(Location annotation dataset excerpts)
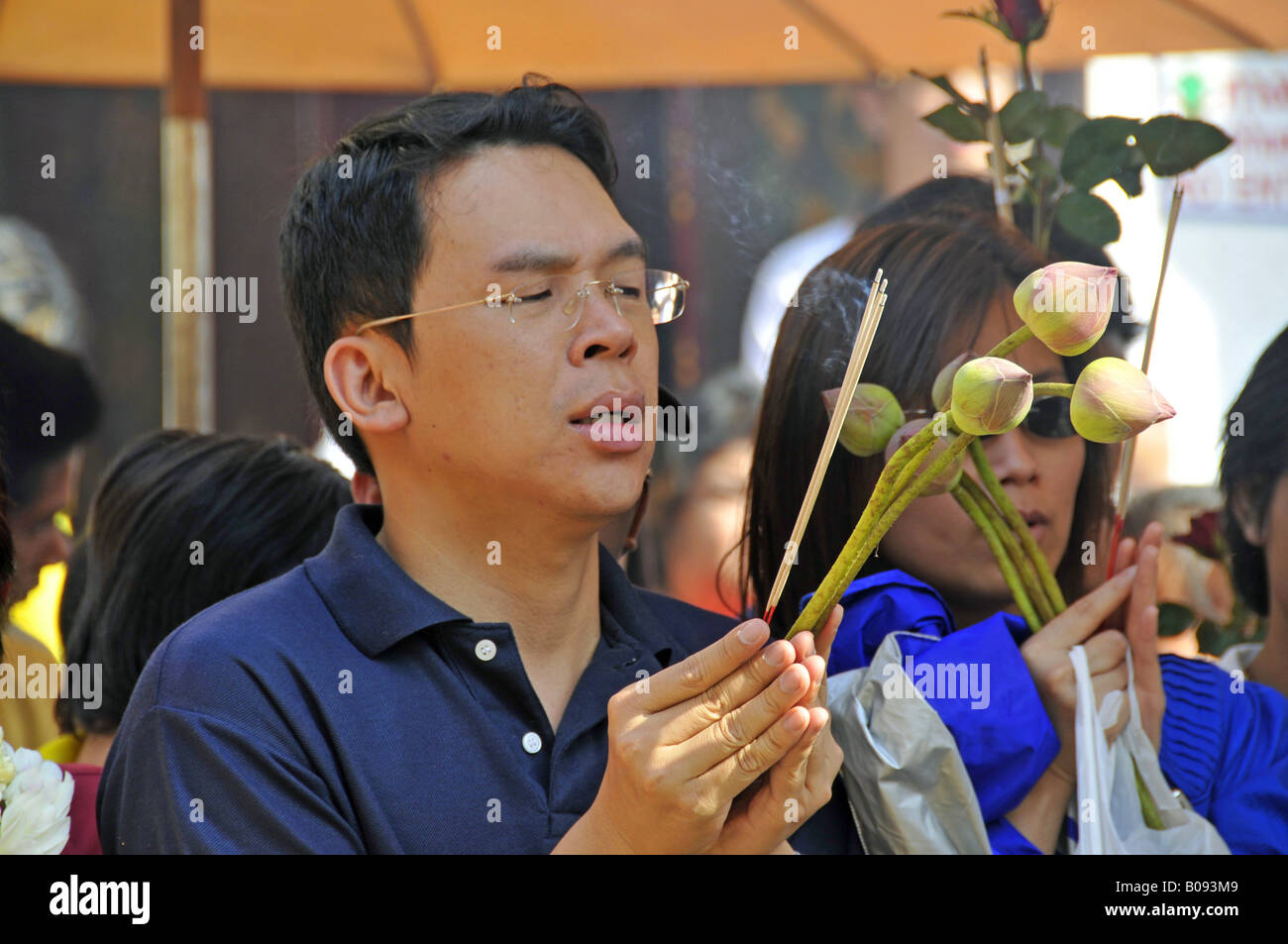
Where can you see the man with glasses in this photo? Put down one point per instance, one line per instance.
(465, 668)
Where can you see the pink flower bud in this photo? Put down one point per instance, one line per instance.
(872, 419)
(1067, 305)
(1113, 400)
(991, 395)
(948, 476)
(941, 390)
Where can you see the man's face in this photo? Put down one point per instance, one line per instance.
(37, 539)
(490, 402)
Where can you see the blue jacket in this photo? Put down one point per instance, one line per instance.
(1225, 741)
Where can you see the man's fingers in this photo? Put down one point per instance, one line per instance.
(1087, 613)
(1126, 556)
(735, 772)
(733, 732)
(682, 721)
(704, 668)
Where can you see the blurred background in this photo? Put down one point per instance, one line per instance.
(751, 137)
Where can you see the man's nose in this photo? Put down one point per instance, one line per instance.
(601, 329)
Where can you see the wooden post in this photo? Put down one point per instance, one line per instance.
(187, 239)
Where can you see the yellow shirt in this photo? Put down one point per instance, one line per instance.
(26, 721)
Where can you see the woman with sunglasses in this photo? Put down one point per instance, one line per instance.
(951, 282)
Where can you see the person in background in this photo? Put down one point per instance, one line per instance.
(179, 522)
(1254, 485)
(48, 410)
(1225, 747)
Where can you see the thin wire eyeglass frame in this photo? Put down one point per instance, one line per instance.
(681, 286)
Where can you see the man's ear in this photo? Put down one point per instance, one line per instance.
(364, 376)
(1245, 517)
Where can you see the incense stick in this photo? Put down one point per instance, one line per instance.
(1128, 454)
(858, 357)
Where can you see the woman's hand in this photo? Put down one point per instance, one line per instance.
(1047, 657)
(1141, 618)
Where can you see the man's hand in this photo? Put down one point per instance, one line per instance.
(800, 784)
(683, 743)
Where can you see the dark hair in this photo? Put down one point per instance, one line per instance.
(943, 277)
(356, 233)
(1252, 463)
(957, 197)
(35, 380)
(258, 506)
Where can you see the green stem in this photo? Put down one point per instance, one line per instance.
(848, 565)
(1012, 342)
(1052, 390)
(859, 546)
(1008, 507)
(1028, 575)
(988, 528)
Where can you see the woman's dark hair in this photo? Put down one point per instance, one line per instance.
(7, 565)
(258, 507)
(39, 385)
(1253, 459)
(356, 232)
(952, 197)
(943, 278)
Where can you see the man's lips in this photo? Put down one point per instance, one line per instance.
(605, 403)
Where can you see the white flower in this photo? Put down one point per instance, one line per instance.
(37, 798)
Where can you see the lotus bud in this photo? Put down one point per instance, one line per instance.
(991, 395)
(872, 419)
(941, 391)
(1113, 400)
(1067, 305)
(945, 479)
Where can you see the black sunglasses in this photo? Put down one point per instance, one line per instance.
(1047, 417)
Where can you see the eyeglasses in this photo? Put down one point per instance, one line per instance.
(555, 301)
(1047, 419)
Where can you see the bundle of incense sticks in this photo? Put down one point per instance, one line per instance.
(1128, 452)
(858, 357)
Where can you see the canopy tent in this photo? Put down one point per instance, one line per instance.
(416, 46)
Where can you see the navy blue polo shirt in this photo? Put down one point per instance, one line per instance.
(344, 708)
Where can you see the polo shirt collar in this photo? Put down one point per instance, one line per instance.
(376, 604)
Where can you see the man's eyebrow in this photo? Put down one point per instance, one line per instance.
(632, 248)
(536, 259)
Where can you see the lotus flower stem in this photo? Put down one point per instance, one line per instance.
(1012, 342)
(1014, 550)
(988, 527)
(859, 545)
(1008, 507)
(1052, 390)
(846, 562)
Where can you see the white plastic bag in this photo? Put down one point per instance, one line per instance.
(1107, 805)
(909, 787)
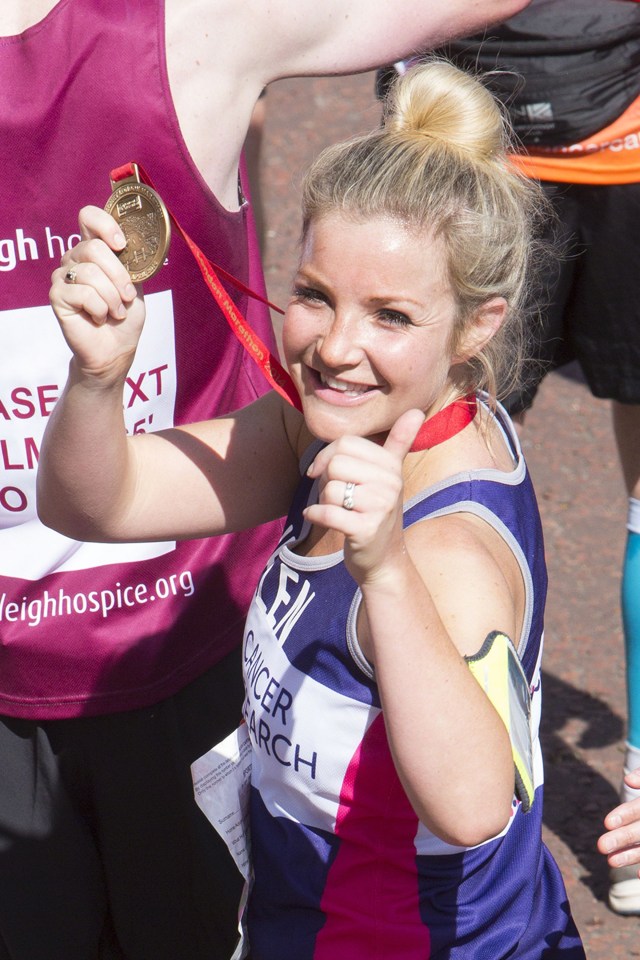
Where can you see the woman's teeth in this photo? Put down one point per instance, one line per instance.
(353, 389)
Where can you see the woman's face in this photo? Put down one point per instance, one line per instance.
(368, 332)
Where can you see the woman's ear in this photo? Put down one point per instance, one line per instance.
(481, 328)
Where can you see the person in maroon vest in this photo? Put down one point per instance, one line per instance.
(119, 665)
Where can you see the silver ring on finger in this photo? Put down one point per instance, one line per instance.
(347, 500)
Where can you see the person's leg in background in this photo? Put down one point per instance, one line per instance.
(624, 891)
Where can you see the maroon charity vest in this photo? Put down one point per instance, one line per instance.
(95, 628)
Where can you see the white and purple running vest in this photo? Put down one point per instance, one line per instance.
(344, 870)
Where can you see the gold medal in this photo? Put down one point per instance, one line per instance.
(145, 222)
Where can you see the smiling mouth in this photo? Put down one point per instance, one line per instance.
(344, 386)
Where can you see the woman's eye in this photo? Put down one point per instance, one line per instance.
(394, 318)
(308, 294)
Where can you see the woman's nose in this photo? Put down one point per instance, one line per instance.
(341, 343)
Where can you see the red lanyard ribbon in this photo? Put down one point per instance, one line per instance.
(444, 424)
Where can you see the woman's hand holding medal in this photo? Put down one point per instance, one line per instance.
(100, 311)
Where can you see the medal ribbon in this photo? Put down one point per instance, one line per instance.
(443, 425)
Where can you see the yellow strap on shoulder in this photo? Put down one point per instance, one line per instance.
(497, 668)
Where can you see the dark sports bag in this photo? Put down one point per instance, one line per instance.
(568, 68)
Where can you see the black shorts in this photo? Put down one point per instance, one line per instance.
(592, 311)
(103, 850)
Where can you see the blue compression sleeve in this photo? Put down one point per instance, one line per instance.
(631, 624)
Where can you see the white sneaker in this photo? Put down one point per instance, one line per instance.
(624, 889)
(624, 882)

Stated exercise:
Reproduce every line of the entries above word for word, omitting the pictures.

Complete answer:
Where can you see the man with glasses in this photo? Put down one point per instance, one line per instance.
(465, 668)
Where can you see the pink flower bud in this photo? Put down one point per instance, one line per instance.
(872, 419)
(1067, 305)
(1113, 400)
(991, 395)
(948, 476)
(941, 390)
Where can you see the man's face in this photo? Put down one point per instance, one line per instance.
(37, 539)
(490, 402)
Where can you see the blue jacket in this photo? Put down one point per instance, one line per instance.
(1225, 741)
Where can you see the man's fingers in this photo? Put down one point per instance, one line per instance.
(1087, 613)
(1126, 556)
(735, 772)
(733, 732)
(682, 721)
(704, 668)
Where can you see the blurred background in this photo? Put down one point per instance, one line per instance.
(751, 137)
Where can you see the man's nose in this photo? Put down one point per instance, one line per instance.
(601, 329)
Where can you see the wooden post in this photo? Put down one point per instance, one line per instance.
(187, 239)
Where can you see the yellow shirt in this photo? Put down one point per instance, one line per instance.
(26, 721)
Where can you see the woman with sunglasses in this photo? Put down one point per instance, one line per instance.
(951, 282)
Where can you see the person in background in this photo? Put down one point per instance, one line per instance.
(179, 522)
(1254, 485)
(48, 410)
(1225, 747)
Where can you see the thin wire eyeglass frame in this photo? Put down one point per instance, one line per instance.
(681, 286)
Where can you see the man's ear in this photo? Put down one point per instance, one line per instance.
(364, 376)
(1245, 517)
Where can you see the incense stick in this photo? Put down one point per instance, one line per instance.
(1128, 454)
(858, 357)
Where can you see the woman's hand in this photo? Put down one point per instance, one line per instance.
(1047, 657)
(1141, 618)
Where can you see the man's hand in this photo? Put down one point per instance, one line per instance.
(800, 784)
(683, 743)
Where can you see the dark hair in this photo? Put down one point per instance, one line per instance.
(943, 277)
(356, 233)
(1252, 463)
(957, 197)
(35, 380)
(258, 506)
Where can you see the green stem in this photo? Put down one point per instance, one line per instance.
(848, 565)
(1012, 342)
(1052, 390)
(859, 546)
(1008, 507)
(1028, 575)
(988, 528)
Where can you see the woman's dark hair in this photo? Put down one point per instance, one line per instance.
(7, 565)
(258, 507)
(39, 385)
(1253, 459)
(356, 232)
(952, 197)
(943, 278)
Where can you see the man's lips in this photo? Put down one point per instance, one line per instance.
(605, 403)
Where can you see the white flower in this photo? Put down one point per instance, one line per instance.
(37, 798)
Where can you see the lotus bud in this photo? Put down one point per instance, one line per instance.
(991, 395)
(872, 419)
(941, 391)
(1113, 400)
(1067, 305)
(945, 479)
Where can you see the black sunglasses in this photo? Put down one point per instance, one line per instance.
(1047, 417)
Where can you see the eyeglasses in this photo? Put down one point per instance, one line per instance.
(555, 301)
(1047, 419)
Where can you see the bundle of incense sticks in this photo? Put down one point per instance, one line per instance.
(1128, 452)
(858, 357)
Where can you see the canopy tent in this photo? Put down one point per instance, one line per instance.
(416, 46)
Where can you see the navy blue polo shirt in this photo? Put down one point per instance, one line per instance.
(344, 708)
Where can you see the polo shirt collar in this photo? Put down one point per instance, one line per instance.
(376, 604)
Where can you see the man's eyebrow in this photo? Put down one point per instance, one line per instance.
(632, 248)
(536, 259)
Where can you see the lotus flower stem in this photo? Put down one point per instance, one line per instance.
(1012, 342)
(1014, 550)
(988, 527)
(859, 545)
(1008, 507)
(1052, 390)
(846, 562)
Where can you see the white plastic bag in this photo? Put down one point per instance, one line per instance.
(1107, 805)
(909, 787)
Where can you see the woman's teeth in this photo? Put down one point per instance, one line per instance.
(353, 389)
Where can you see the woman's face in this photo? Put down one point per instance, one line per instance.
(368, 332)
Where can you see the woman's ear in this photo? Put down one point per instance, one line per instance.
(481, 328)
Where can you see the person in maroon vest in this photo? Put down one point per instance, one line per instance.
(119, 665)
Where can you see the silver ring on finger in this photo? Put down one point per instance, one line per instance.
(347, 500)
Where can you see the person's leg in background in this photo? Put down one point per instance, one line per instance.
(624, 891)
Where can you see the maroon charity vest in this photo? Put down one point per instance, one line per instance.
(95, 628)
Where can you see the white and purple running vest in this photo? Put down one point per instance, one line per instance.
(344, 870)
Where can you see the gold medal in this photo? Put down one point per instance, one line per instance.
(145, 222)
Where can you see the smiling mouth in this photo? Put down one point per instance, one line per instance.
(344, 386)
Where can you see the woman's eye in this photo? Put down one point per instance, one line per instance.
(394, 318)
(308, 294)
Where can you see the woman's nose in this photo? Put down one point per instance, one line per instance.
(341, 343)
Where can you see the red lanyard ribbon in this photo? Put down one point per instance, one line per instance.
(444, 424)
Where can you see the woman's hand holding medal in this photo? Put down one point per instance, one line per instance.
(100, 311)
Where can you see the medal ribbon in this photo? Put down one point per instance, one line per instance.
(443, 425)
Where can you see the yellow strap on shoulder in this photo? Put down one point per instance, one line per instance.
(497, 668)
Where can you see the dark sports bag in this photo? Put down one point per instance, one line per instance.
(568, 68)
Where can you see the black shorts in this photo? Put down one point per instance, one line per instance.
(592, 311)
(103, 850)
Where can you see the blue compression sleeve in this photo? Put down one point per instance, one line per instance.
(631, 624)
Where can you see the white sneaker in this photo? Put down one point per instance, one line per instance.
(624, 889)
(624, 882)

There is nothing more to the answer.